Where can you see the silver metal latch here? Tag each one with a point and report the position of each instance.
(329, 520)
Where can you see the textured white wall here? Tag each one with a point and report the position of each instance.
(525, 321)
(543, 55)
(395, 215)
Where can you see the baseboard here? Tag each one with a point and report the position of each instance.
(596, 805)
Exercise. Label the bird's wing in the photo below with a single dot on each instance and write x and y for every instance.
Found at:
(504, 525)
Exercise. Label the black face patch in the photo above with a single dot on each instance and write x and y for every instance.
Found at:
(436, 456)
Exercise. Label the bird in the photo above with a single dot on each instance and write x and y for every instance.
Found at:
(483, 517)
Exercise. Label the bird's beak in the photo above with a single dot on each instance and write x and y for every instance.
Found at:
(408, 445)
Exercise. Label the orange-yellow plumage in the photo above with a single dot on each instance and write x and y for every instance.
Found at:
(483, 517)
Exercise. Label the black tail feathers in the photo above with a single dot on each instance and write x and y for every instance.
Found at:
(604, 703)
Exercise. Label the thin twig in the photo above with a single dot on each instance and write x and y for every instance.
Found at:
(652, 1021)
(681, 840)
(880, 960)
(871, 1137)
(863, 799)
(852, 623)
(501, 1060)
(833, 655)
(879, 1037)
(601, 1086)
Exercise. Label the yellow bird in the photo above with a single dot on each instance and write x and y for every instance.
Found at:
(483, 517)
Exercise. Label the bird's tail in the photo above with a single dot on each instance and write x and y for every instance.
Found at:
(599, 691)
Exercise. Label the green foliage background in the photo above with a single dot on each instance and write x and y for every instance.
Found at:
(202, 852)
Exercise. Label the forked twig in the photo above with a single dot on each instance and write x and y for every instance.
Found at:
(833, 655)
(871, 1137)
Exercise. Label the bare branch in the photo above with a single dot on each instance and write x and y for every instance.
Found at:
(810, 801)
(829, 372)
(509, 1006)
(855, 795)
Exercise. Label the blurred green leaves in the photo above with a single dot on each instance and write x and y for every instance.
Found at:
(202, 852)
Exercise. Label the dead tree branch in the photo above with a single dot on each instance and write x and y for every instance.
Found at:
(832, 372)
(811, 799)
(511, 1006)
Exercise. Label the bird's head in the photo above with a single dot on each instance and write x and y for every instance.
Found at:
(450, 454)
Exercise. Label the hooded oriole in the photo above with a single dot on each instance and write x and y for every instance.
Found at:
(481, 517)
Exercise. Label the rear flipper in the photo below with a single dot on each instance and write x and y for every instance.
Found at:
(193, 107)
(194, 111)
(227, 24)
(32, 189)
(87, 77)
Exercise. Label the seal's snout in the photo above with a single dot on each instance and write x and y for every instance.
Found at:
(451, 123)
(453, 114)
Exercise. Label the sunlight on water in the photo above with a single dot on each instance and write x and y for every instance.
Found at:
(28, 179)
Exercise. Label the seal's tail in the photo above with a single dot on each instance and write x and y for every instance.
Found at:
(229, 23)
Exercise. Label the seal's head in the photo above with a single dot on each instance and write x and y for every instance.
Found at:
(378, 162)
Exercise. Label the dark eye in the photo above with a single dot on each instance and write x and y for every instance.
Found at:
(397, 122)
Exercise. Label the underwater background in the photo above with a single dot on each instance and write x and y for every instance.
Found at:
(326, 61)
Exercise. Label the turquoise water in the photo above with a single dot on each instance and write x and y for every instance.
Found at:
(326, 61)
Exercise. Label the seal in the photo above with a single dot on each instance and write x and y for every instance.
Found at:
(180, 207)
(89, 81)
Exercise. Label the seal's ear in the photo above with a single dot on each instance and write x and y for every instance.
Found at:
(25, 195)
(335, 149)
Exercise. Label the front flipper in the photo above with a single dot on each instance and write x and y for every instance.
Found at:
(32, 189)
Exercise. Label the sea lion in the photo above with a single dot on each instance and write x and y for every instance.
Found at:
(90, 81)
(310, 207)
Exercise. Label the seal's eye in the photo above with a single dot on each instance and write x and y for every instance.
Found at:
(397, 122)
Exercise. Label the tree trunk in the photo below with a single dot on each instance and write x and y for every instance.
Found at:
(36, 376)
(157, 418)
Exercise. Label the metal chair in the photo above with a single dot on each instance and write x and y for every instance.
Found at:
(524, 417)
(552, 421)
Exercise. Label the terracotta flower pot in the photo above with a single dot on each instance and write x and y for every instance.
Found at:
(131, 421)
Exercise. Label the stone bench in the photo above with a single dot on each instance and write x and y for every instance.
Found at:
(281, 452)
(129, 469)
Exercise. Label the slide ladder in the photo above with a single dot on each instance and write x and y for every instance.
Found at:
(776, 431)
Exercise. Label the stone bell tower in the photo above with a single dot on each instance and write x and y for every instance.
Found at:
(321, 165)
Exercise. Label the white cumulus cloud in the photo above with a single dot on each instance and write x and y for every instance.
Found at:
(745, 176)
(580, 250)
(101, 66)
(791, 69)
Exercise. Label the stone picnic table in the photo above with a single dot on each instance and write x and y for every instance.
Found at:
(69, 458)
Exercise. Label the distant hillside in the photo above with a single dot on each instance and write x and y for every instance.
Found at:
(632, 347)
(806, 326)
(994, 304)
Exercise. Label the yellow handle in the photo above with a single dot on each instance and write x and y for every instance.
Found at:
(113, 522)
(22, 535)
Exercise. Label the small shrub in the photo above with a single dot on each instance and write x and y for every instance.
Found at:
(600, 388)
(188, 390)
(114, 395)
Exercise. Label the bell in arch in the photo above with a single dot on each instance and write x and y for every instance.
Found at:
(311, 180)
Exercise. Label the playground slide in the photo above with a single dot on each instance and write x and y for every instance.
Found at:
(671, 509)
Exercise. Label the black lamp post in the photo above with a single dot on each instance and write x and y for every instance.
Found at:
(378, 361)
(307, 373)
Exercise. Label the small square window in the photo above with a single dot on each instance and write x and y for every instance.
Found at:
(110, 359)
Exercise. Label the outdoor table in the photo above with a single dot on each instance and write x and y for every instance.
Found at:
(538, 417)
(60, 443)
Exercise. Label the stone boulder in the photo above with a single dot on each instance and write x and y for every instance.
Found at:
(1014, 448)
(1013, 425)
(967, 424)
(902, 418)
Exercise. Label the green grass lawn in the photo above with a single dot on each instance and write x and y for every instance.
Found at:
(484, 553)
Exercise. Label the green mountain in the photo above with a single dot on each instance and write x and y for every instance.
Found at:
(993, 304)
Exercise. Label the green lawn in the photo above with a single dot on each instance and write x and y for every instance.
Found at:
◇ ◇ ◇
STATED EXERCISE: Rewrite all the rows above as a numbered list, one line per item, and skip any blank lines.

REPLY:
1. Where can you see the silver metal latch here? Tag each one with a point and report the position of each instance.
2. (329, 520)
3. Where can you see the textured white wall here? Tag each one with a point and report the position of each instance.
4. (525, 321)
5. (543, 55)
6. (395, 215)
7. Where can you see the baseboard here? Tag each one with a point and report the position of each instance.
8. (596, 805)
9. Exercise. Label the bird's wing in the photo below with a single dot on each instance and write x and y for every instance.
10. Found at:
11. (504, 525)
12. Exercise. Label the black face patch in the photo above with a single dot on each instance and write x and y for every instance.
13. Found at:
14. (436, 456)
15. Exercise. Label the bird in the photo above with a single dot on each instance and write x and y for every instance.
16. Found at:
17. (483, 517)
18. Exercise. Label the bird's beak in the photo above with a single dot on each instance and write x and y for every instance.
19. Found at:
20. (408, 445)
21. Exercise. Label the orange-yellow plumage in the photo above with a single dot on each instance and write x and y for every instance.
22. Found at:
23. (483, 517)
24. Exercise. Label the black tail feathers in the photo above with a single dot on each instance and write x and y for every instance.
25. Found at:
26. (604, 703)
27. Exercise. Label the thin twig in the photo above with a single dot on each instance and write x and y for every instance.
28. Found at:
29. (652, 1021)
30. (681, 840)
31. (880, 960)
32. (871, 1137)
33. (863, 799)
34. (852, 623)
35. (501, 1060)
36. (833, 655)
37. (879, 1037)
38. (601, 1086)
39. Exercise. Label the yellow bird in the photo above with a single dot on each instance and write x and y for every instance.
40. Found at:
41. (483, 517)
42. Exercise. Label the bird's tail in the photo above with a single dot on each instance and write x and y for every instance.
43. Found at:
44. (599, 691)
45. Exercise. Label the green foliage background in the photo above with a single dot on each instance and write x and y for every instance.
46. Found at:
47. (202, 852)
48. Exercise. Label the forked twig in the photo above with a single dot on each instance and write x and y for every instance.
49. Found at:
50. (833, 655)
51. (871, 1137)
52. Exercise. Label the bare branch in the photo above with a single dot on each instance and write x and y for every instance.
53. Found at:
54. (810, 801)
55. (829, 372)
56. (509, 1006)
57. (855, 795)
58. Exercise. Label the blurred green leaves in the photo above with a single dot on each instance and write x and y for every instance.
59. Found at:
60. (202, 852)
61. Exercise. Label the dead tree branch in the photo above with a single dot on each instance and write x and y for every instance.
62. Found at:
63. (832, 372)
64. (811, 799)
65. (511, 1006)
66. Exercise. Label the bird's head in the photo above with a single dot on each instance and write x and y for every instance.
67. Found at:
68. (450, 454)
69. Exercise. Label the hooded oriole in the photo above with a single dot on each instance and write x and y for every instance.
70. Found at:
71. (481, 517)
72. Exercise. Label the rear flipper in the photo below with a single dot on each instance and write x and y for every instance.
73. Found at:
74. (193, 107)
75. (194, 111)
76. (227, 24)
77. (32, 189)
78. (87, 77)
79. Exercise. Label the seal's snout in the photo above with a single dot on each instance and write x and y for every instance.
80. Found at:
81. (451, 123)
82. (453, 114)
83. Exercise. Label the sunlight on water in the photo above with a single dot on each instance and write x and y for every instance.
84. Found at:
85. (28, 179)
86. Exercise. Label the seal's tail in the photo above with a single dot on each instance and write x and y for every instance.
87. Found at:
88. (229, 23)
89. Exercise. Label the seal's head in the photo above with a single dot on each instance and write x and y for every instance.
90. Found at:
91. (378, 162)
92. Exercise. Label the dark eye in the photo above with a single dot on each instance and write x and y for every instance.
93. Found at:
94. (397, 122)
95. Exercise. Label the underwater background in the photo above with a single dot on each instance and write x and y for every instance.
96. Found at:
97. (326, 61)
98. Exercise. Label the turquoise water in the photo above with a single dot on each instance and write x and y for every instance.
99. Found at:
100. (326, 61)
101. Exercise. Label the seal in the photo above with a single dot on each instance and write x and y for every instance.
102. Found at:
103. (180, 207)
104. (89, 81)
105. Exercise. Label the seal's ear in the photo above with a single dot on each instance and write x and y for every instance.
106. Found at:
107. (25, 195)
108. (335, 149)
109. Exercise. Label the front flipper in the photo above with a single dot on each instance and write x and y for every instance.
110. Found at:
111. (32, 189)
112. Exercise. Label the sea lion in the photo above with a single dot on each instance and write x and y for every instance.
113. Found at:
114. (90, 81)
115. (310, 207)
116. Exercise. Label the seal's eye in the photo above with a single dot on each instance and write x and y for every instance.
117. Found at:
118. (397, 122)
119. Exercise. Label the tree trunk in the photo below with a single dot on each instance and write x and y for every instance.
120. Found at:
121. (36, 376)
122. (157, 418)
123. Exercise. Label the metal chair in the photo above with a single dot on each instance and write x and y for every instance.
124. Found at:
125. (524, 417)
126. (552, 421)
127. Exercise. Label the terracotta flower pot in the photo above with a single dot on each instance and write x and y for every instance.
128. Found at:
129. (131, 421)
130. Exercise. Label the stone bench in the photo above with a single dot on each instance and write x and y for every instance.
131. Found at:
132. (281, 452)
133. (129, 469)
134. Exercise. Label the slide ladder in the photo above with a single dot on each instance and write x and y for every instance.
135. Found at:
136. (776, 431)
137. Exercise. Label the stone bell tower in the photo above with a single dot on each instance and write x and y for every instance.
138. Found at:
139. (321, 165)
140. Exercise. Label the white cumulus cloud in the photo above with a single dot on each instance and write x and y for every instance.
141. Found at:
142. (745, 176)
143. (580, 250)
144. (101, 66)
145. (791, 69)
146. Exercise. Label the stone picnic table in the photo above with a single dot on each instance and write x and y for every instance.
147. Found at:
148. (69, 458)
149. Exercise. Label the distant hillside in the photo above with a single dot on each instance and write x and y for every instance.
150. Found at:
151. (632, 347)
152. (806, 326)
153. (994, 304)
154. Exercise. Label the yellow handle in the photo above with a single dot on each instance and write x and y for every instance.
155. Found at:
156. (113, 522)
157. (22, 535)
158. Exercise. Label the small shrub in the photo above with a single dot on each instance and write x and y for every instance.
159. Found at:
160. (600, 388)
161. (188, 390)
162. (114, 395)
163. Exercise. Label the bell in arch in the photo above with a single dot on each instance and write x and y for every instance.
164. Found at:
165. (311, 180)
166. Exercise. Label the playground slide in the photo above with a single dot on each instance and write x and y for every instance.
167. Found at:
168. (671, 509)
169. Exercise. Label the black lamp post in the photo above with a single dot on each instance and write x and y for every instance.
170. Found at:
171. (378, 361)
172. (307, 373)
173. Exercise. Label the small square window in the photo above with a single dot on each instance and write x and y for every instance.
174. Found at:
175. (110, 359)
176. Exercise. Label the outdoor table in the photo above with a single dot on each instance and write x and y for every instance.
177. Found at:
178. (538, 417)
179. (60, 443)
180. Exercise. Label the stone boulder in the photo above with a single dot on each instance and write x and y for every instance.
181. Found at:
182. (1014, 448)
183. (1013, 425)
184. (967, 424)
185. (902, 418)
186. Exercise. Label the green grass lawn in the photo above with a single dot on each instance and write x and y for every instance.
187. Found at:
188. (484, 553)
189. Exercise. Label the green mountain in the photo above with a single dot on each instance and write x and y for every instance.
190. Found at:
191. (993, 304)
192. Exercise. Label the green lawn in the photo above with a single dot on each instance and write x and y for every instance.
193. Found at:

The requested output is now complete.